INPUT DATA.
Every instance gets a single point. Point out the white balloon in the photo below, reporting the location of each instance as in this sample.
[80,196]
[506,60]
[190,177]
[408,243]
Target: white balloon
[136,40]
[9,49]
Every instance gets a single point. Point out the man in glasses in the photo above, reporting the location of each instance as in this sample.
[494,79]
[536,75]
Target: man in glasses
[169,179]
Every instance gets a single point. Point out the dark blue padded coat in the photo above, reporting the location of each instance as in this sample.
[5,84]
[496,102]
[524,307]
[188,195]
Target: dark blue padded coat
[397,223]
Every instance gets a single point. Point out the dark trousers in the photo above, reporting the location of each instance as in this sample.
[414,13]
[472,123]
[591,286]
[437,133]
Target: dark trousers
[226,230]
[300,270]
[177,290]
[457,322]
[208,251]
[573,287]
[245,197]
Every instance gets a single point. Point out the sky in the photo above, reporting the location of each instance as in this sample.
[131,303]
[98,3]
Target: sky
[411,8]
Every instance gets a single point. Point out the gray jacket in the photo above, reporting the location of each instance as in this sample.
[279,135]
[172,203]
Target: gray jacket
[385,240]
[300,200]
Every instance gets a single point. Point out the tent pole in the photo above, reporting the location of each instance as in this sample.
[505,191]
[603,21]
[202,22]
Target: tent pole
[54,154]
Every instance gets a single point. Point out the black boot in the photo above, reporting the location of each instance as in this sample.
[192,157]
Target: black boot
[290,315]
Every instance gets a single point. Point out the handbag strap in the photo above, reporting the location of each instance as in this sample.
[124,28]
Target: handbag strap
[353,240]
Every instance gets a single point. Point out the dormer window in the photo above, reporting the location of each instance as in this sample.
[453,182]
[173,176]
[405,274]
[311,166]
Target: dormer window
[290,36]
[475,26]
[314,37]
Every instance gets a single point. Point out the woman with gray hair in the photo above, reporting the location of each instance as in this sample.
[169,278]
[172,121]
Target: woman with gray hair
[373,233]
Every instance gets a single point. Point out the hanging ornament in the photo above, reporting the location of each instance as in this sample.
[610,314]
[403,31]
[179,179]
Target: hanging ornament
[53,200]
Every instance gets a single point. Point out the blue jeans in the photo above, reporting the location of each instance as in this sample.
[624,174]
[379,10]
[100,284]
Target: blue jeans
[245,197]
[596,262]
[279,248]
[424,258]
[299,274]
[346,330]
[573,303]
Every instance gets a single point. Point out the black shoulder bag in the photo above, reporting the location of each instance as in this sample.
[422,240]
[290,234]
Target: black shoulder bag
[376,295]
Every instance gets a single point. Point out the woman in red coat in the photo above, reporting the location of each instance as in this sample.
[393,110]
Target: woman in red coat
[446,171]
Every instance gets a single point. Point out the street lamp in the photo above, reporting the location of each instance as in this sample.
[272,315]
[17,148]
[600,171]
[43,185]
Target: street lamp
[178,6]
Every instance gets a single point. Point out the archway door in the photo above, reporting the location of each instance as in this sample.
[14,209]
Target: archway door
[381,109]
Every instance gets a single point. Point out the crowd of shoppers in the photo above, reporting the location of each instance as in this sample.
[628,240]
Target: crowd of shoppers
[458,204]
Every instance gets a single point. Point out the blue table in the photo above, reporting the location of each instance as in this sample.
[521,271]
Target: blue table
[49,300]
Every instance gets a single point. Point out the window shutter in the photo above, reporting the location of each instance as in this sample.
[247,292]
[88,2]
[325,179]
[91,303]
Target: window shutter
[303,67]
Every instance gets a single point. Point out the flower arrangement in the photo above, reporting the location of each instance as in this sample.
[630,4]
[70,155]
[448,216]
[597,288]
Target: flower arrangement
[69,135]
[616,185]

INSTRUCTIONS FOR THE TASK. Reproduce the material verbatim, line by line.

EXPECTED OUTPUT.
Every instance gets a single point. Point out the white balloon in the photo below, reporting the location of each instance as in this sample.
[80,196]
[506,60]
[190,177]
[408,243]
Target: white balloon
[136,40]
[9,49]
Every instance gets a single point. Point out the man in glasses in the photo above, reporting the location of each instance as in this sample.
[494,79]
[536,75]
Target: man in glasses
[169,179]
Every instance gets a single point. Point out the dark blue padded coat in the photo above, reporting the location of each instance as in this sample.
[5,84]
[496,102]
[524,307]
[188,195]
Target: dark blue padded coat
[397,223]
Every instance gets a single point. Point out the dark trousers in the photo above, reporting the location of each instance as in this sample.
[414,13]
[472,123]
[591,286]
[437,133]
Target: dark trousers
[226,230]
[300,270]
[177,290]
[457,322]
[208,251]
[573,287]
[245,197]
Every instance gets a single point. Point out the sky in the photo above, reporting the location of each instance as in this sample.
[131,303]
[98,3]
Target: sky
[411,8]
Every instance gets a single point. Point out the gray jacket in the photo above, reporting the location of each instance as in this sample.
[279,135]
[172,203]
Target: gray jacket
[385,240]
[300,200]
Every instance gets a single point. Point out the tent pole in the photo above, reporting the location of each instance as in this sample.
[505,191]
[603,21]
[202,22]
Target: tent pole
[54,154]
Every instance gets a single point. Point out the black boot in the photo above, reporting the location of each instance as in this sample.
[192,157]
Target: black boot
[290,315]
Every instance gets a single point. Point out the handbag strap in the photo above, reporting the location of each instance as in this sample.
[124,28]
Target: handbag strap
[353,240]
Every instance gets a single point. Point out the dormer window in the photo above, reporting the location of each instance as in this sample.
[453,182]
[173,176]
[405,274]
[311,166]
Target: dormer window
[290,36]
[475,26]
[314,37]
Every instance gets a single point. Point out the woman with gray hair in the photo above, reporting the location of each instance as in this sample.
[169,278]
[172,121]
Target: woman with gray hair
[373,233]
Every instance gets a single point. Point out the hanging ornament in the photo above, reporting the location of each instance as in this sample.
[610,314]
[403,31]
[179,179]
Target: hanging ornament
[53,200]
Every instance gets a single point. Point out the blue jeans in the photo above, reporting the location of each instance as in this sample.
[624,174]
[379,10]
[100,284]
Target: blue jeans
[245,197]
[596,262]
[279,248]
[424,258]
[299,274]
[346,330]
[573,303]
Every instance gets a single point. Point out the black shoulder bag in the photo above, reporting the location of each instance as in this sample.
[422,240]
[290,234]
Target: black shoulder bag
[376,295]
Every instance gets a single point. Point out the woman in red coat in the photo above, reporting the location of each instance as in this sample.
[393,110]
Target: woman in red coat
[446,171]
Every instance gets a single point. Point out the street lamp in the photo above, reporting the location of each instance as in this sample.
[272,315]
[17,148]
[600,171]
[43,185]
Target: street lamp
[178,6]
Every instance gets a single point. Point out the archway door in the photo above, reporting the location of each instance as in this sample.
[14,209]
Target: archway door
[381,109]
Every instance gets a single point. Point out the crowd of shoppers in the photo above, reporting the location of each instance as in this sample.
[628,240]
Target: crowd of shoppers
[458,204]
Every instance gets a single point. Point out the blue table in the photo above, reporting the location of each instance as in this sample.
[521,271]
Target: blue table
[49,300]
Every instance gets a single point. Point out the window shutter in the photo above, reporting the location of each instance as in this sample.
[247,292]
[88,2]
[325,179]
[91,303]
Target: window shutter
[303,67]
Every instance gets a single point. Point out the flower arrangement in the photo above, reporting the location of each instance as in this sample.
[630,4]
[70,155]
[448,216]
[597,288]
Target: flower arrangement
[69,135]
[616,185]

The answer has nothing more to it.